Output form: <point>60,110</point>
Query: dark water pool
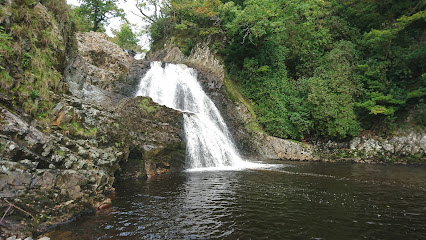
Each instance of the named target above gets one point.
<point>292,201</point>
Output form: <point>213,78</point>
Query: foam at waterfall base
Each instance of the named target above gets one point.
<point>209,143</point>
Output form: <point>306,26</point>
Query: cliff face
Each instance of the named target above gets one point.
<point>67,161</point>
<point>404,147</point>
<point>250,139</point>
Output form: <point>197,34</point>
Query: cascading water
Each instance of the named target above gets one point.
<point>209,144</point>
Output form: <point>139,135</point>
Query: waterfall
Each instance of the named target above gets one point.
<point>209,143</point>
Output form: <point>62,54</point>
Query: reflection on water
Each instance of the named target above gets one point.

- - -

Please rewrite every line of the records above, scaling only the answer point coordinates by 0.6 and rounding each to a whole number, with halves rounding up. Keep all other lines, including the coordinates in the "Output form" lines, unchanged, and leave out the pictures.

◆ SOLVED PROBLEM ◆
Output form: <point>60,110</point>
Query: dark water pool
Each instance of the named target above gets one point.
<point>175,121</point>
Output form: <point>213,78</point>
Query: foam at waterfall base
Each instance of the named target above gets one point.
<point>125,86</point>
Output form: <point>306,26</point>
Query: cliff face
Each instance of the named target above gets one point.
<point>40,97</point>
<point>242,88</point>
<point>150,83</point>
Output form: <point>197,34</point>
Query: cascading water
Each instance of the named target above gets one point.
<point>125,86</point>
Output form: <point>139,135</point>
Query: waterfall
Each instance of the named target above gets one point.
<point>125,86</point>
Output form: <point>62,54</point>
Query: reflection on water
Each instance of the named target above gets one point.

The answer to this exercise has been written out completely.